Copy out the material below word for word, beginning at the line that contains "reflection of pylon" and continuing through its final line.

▸ Exercise inputs
===============
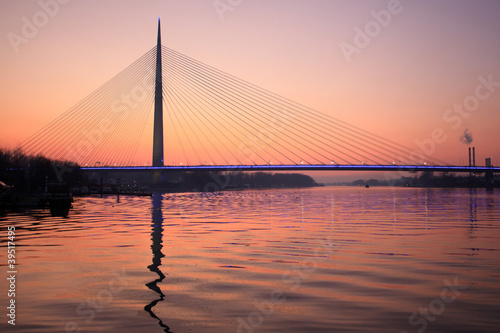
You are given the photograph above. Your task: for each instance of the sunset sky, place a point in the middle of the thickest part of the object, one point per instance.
(402, 83)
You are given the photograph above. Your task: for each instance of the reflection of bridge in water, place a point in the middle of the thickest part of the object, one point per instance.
(214, 122)
(156, 247)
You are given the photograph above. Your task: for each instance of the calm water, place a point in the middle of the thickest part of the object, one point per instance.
(309, 260)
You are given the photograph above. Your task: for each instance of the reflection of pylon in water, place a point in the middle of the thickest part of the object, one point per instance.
(156, 246)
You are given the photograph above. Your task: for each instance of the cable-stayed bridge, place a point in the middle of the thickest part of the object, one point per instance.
===============
▸ Output
You are given the photograph above. Your task: for each instance of the reflection of pylon in water, place a point in the middle of the thickest part of the object, one point per instance.
(156, 246)
You are given the photograph above. Your task: for each instance of the cable-stayed bridge, place a point in the middle of the thickest part of the object, one point per instance.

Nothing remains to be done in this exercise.